--- START OF Supplied passage ---

The Indian Navy Band, also known as Indian Naval Symphonic Band is the Indian Navy's full time music band. It was established in 1945 and is currently attached to the INS Kunjali. At the time of it commissioning, it had a strength of 50 musicians. All band members have a bachelor's degree from recognized university and can play competently in at least one military sponsored instrument.

Symphony Orchestra

The Indian Naval Symphonic Orchestra consists of 125 musicians, all of whom perform in concert settings. Various conductors of the band in its history have increased the range of its repertoire to include arrangements of symphonies, solos, concertos and other forms of contemporary music that includes Indian classical and Western pop music. The band has also improvised on Hindustani classical and Carnatic raga in various forms and genres, particularly in fusion with the Western and Jazz music. Today, the band now uses traditional instruments such as the Mridangam, the Tabla, and Carnatic instruments. The band also has made enhancements in recent years to include the addition adding a large string section comprising violins, violas, cellos and double basses to make it a complete symphonic orchestra.

Other ensembles

Parade Band
Corps of Drums
Jazz ensemble
Vocalist group

For the first time a combination with bagpipes instrument was played.

--- END OF Supplied passage ---
--- START OF Provided records ---

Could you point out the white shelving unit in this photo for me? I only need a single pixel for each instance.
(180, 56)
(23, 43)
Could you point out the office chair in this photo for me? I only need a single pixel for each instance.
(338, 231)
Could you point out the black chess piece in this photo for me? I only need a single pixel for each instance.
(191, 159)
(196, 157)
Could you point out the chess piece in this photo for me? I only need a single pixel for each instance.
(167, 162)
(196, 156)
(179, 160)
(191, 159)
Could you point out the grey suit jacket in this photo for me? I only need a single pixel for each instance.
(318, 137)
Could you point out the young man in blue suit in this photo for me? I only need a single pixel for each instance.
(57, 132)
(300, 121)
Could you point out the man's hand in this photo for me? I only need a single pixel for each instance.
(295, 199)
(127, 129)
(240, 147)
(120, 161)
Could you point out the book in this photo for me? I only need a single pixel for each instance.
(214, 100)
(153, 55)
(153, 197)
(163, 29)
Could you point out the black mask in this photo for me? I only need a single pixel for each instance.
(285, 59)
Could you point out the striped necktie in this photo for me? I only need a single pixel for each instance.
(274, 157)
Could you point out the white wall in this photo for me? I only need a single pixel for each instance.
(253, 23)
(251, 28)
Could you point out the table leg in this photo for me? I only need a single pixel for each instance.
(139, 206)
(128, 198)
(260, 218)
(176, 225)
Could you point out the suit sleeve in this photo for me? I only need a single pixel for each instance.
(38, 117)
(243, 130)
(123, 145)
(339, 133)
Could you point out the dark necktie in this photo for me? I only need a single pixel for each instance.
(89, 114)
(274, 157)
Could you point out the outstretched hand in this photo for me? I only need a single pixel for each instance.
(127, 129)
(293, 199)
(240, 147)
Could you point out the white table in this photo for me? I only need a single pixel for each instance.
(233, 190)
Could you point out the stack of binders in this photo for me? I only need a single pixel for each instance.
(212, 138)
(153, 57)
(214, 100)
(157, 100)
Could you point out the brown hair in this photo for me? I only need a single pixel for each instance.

--- END OF Provided records ---

• **What to work on**
1. In the text on the Indian Navy Band, how many musicians make up the Indian Naval Symphonic Orchestra?
2. Continue the text on the Indian Navy Band after its last sentence.
The records aren't needed for what comes next.

• **Results for the exercise**
1. It consists of 125 musicians.

2.
Events

General events
The band performs at events historically and logistically connected to the Indian Navy, including Fleet reviews and Presentation of Colours. It is an annual participant in the annual Delhi Republic Day parade on the Rajpath. Sub Lieutenant Ramesh Chand Katoch from the Navy Band has set a record for leading a band contingent on the Rajpath, leading it in 20 out 30 consecutive parades. It performs at State dinners held at the Rashtrapati Bhavan, hosted by the President of India for a foreign head of state. It also performs at community events in its vicinity.

Others
It has visited countries such as France, Italy, Germany, Malaysia, Singapore, China, South Africa and Eritrea. In 1971 and 1973, the band took part in the Ethiopian Navy Day celebrations. It also took part in the 1977 Royal Navy review in honor of the Silver Jubilee of Elizabeth II. It also took part in the Australian Bicentenary review in 1988 and the PLA Navy Platinum Jubilee Parade in 2018. The same band took part in the Royal Edinburgh Military Tattoo and the Spasskaya Tower Military Music Festival and Tattoo in 2017. In July 2009, bands from the three services, with the Navy band being one, marched down the Champs-Élysées in Paris with contingents from their respective services during the Bastille Day military parade to the sound of Indian martial tunes including Saare Jahan Se Achcha, Haste Lushai and Kadam Kadam Badaye Ja.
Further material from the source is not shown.